What is expected
Please list each line in the records below that contains the string "shadow". Case counts, so include only lines that match its capitalization.
* Begin *
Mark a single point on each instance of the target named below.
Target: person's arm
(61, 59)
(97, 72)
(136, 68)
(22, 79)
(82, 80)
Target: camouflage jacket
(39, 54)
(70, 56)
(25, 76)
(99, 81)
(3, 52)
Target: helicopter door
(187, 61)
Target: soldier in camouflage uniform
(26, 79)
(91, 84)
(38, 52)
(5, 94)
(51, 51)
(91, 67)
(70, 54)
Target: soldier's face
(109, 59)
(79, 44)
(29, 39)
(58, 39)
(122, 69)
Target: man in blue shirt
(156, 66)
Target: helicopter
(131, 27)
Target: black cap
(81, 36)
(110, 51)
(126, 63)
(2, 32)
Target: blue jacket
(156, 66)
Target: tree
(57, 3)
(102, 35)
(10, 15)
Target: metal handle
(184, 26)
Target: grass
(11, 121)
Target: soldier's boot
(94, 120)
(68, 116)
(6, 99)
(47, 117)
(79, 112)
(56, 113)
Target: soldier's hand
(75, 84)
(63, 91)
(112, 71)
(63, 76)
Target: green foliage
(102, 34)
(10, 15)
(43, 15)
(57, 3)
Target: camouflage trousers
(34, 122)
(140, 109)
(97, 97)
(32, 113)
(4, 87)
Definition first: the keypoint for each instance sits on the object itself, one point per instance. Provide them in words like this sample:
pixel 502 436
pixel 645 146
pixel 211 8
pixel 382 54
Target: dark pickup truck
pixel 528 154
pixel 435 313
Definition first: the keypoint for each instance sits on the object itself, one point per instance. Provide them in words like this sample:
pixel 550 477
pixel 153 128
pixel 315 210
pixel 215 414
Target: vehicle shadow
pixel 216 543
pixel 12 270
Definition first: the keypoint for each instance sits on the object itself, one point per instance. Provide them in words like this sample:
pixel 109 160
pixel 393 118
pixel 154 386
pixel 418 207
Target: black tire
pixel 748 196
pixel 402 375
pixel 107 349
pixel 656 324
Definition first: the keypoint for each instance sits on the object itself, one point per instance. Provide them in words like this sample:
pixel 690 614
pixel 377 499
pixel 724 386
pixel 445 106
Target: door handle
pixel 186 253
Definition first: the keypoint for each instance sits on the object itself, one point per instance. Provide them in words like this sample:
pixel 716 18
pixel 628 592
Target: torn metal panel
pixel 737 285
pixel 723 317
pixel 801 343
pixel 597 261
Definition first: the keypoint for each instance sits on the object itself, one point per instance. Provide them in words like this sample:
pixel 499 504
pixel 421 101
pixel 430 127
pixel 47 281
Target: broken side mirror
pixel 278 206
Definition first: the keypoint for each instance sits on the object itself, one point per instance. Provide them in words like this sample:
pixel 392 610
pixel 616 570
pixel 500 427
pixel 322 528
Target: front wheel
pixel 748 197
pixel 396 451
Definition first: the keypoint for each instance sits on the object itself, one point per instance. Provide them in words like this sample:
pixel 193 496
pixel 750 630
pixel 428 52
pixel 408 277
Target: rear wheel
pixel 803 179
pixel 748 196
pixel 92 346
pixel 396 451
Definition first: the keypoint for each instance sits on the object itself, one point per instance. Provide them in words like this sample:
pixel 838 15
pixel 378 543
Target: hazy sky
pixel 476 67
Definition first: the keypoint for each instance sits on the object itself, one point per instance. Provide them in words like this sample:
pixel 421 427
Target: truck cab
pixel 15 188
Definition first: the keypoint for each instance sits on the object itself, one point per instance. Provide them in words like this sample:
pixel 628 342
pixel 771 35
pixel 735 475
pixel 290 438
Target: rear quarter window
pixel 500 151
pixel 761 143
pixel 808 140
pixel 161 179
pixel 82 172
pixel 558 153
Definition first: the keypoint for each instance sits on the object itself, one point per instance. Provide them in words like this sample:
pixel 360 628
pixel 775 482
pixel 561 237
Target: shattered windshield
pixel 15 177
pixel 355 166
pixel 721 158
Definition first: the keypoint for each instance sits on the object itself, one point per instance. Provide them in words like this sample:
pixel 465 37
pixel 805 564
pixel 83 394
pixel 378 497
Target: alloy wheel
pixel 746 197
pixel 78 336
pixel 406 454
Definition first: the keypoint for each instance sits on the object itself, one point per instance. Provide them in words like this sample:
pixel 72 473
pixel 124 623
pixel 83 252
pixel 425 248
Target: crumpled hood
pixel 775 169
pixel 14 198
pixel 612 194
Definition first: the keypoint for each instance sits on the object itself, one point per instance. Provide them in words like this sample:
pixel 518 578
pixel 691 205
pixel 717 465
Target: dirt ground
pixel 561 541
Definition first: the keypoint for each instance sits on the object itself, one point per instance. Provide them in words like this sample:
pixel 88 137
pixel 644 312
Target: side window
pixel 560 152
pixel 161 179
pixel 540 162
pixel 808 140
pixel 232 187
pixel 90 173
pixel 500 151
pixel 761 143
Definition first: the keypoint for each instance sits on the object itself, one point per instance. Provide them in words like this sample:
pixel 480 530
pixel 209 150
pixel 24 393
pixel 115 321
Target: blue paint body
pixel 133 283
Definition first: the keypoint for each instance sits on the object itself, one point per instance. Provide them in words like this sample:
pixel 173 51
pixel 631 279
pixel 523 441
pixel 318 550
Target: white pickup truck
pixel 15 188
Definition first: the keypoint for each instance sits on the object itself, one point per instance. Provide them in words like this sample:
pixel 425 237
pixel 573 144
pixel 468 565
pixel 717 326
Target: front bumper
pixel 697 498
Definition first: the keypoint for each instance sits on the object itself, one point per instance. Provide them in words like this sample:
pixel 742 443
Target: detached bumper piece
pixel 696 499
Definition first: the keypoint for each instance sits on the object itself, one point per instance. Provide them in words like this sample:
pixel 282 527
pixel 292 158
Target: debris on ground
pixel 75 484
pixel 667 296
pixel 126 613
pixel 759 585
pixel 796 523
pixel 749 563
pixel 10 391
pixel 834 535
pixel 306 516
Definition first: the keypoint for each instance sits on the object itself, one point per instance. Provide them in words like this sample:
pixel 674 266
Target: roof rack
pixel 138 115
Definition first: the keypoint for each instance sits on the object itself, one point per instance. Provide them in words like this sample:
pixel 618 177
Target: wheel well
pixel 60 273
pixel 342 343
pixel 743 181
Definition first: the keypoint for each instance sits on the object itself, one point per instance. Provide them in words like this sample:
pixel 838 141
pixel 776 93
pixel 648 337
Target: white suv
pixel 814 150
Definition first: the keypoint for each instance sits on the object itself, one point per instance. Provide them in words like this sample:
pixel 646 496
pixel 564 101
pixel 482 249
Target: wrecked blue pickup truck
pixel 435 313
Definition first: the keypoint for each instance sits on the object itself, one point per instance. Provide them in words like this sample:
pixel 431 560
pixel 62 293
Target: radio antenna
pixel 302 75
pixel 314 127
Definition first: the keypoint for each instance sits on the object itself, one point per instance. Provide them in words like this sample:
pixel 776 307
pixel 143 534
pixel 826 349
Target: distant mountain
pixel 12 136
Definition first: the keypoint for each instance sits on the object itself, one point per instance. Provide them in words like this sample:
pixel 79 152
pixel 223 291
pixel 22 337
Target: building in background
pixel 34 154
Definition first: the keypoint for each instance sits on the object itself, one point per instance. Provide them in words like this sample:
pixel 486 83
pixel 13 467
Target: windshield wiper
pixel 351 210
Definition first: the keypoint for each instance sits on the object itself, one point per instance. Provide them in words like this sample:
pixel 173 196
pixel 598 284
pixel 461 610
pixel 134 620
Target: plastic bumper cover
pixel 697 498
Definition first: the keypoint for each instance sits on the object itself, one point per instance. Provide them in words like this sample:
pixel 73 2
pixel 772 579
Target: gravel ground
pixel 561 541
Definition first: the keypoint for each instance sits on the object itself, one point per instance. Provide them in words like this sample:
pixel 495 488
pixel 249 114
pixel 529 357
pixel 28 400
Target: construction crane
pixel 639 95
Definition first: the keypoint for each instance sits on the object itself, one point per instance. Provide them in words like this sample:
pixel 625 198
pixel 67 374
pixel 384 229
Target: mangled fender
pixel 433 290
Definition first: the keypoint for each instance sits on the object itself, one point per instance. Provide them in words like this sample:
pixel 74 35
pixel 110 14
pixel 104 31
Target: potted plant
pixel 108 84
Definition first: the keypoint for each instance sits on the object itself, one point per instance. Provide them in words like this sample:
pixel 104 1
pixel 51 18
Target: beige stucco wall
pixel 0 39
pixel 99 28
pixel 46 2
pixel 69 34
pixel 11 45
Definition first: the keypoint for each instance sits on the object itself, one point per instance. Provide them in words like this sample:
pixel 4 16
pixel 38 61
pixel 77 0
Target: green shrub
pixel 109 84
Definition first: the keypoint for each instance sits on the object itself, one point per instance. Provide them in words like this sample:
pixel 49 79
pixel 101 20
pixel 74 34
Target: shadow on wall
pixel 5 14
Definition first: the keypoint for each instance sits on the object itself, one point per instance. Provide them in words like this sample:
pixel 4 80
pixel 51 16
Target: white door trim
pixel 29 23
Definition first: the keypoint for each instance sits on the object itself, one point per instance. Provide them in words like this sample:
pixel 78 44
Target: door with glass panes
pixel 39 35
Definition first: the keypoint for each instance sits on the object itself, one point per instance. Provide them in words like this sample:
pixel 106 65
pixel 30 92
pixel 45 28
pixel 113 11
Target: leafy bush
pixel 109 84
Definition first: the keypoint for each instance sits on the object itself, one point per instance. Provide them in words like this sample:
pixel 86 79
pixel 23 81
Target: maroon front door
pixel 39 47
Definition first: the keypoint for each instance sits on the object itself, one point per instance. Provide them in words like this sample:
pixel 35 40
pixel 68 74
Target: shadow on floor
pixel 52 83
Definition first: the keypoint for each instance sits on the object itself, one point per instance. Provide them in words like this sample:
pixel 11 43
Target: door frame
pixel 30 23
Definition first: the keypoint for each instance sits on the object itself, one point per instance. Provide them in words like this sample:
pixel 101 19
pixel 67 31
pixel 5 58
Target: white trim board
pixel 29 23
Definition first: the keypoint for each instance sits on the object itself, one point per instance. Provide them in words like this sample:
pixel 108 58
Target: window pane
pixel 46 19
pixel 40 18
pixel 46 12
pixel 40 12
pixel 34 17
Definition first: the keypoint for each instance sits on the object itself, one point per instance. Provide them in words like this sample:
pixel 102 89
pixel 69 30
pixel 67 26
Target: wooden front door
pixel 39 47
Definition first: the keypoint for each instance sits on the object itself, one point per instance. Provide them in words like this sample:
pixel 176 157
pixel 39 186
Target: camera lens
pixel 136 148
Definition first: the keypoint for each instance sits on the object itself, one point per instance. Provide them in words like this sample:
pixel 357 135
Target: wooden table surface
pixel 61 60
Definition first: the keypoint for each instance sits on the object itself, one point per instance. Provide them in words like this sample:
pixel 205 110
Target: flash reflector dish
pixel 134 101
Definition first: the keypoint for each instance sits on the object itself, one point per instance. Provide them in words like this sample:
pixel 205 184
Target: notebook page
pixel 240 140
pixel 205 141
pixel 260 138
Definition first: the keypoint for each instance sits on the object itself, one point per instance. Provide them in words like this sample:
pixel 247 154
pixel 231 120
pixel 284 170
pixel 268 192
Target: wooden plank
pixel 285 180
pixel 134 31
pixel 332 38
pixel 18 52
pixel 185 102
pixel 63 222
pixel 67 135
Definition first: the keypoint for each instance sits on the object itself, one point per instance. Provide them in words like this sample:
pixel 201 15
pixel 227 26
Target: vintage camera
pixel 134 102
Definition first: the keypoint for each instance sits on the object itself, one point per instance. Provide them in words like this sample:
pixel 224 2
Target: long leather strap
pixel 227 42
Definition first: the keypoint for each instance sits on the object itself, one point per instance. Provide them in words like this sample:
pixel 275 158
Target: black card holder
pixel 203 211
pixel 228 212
* End *
Complete response
Target: vehicle shadow
Target: shadow on wall
Target: shadow on floor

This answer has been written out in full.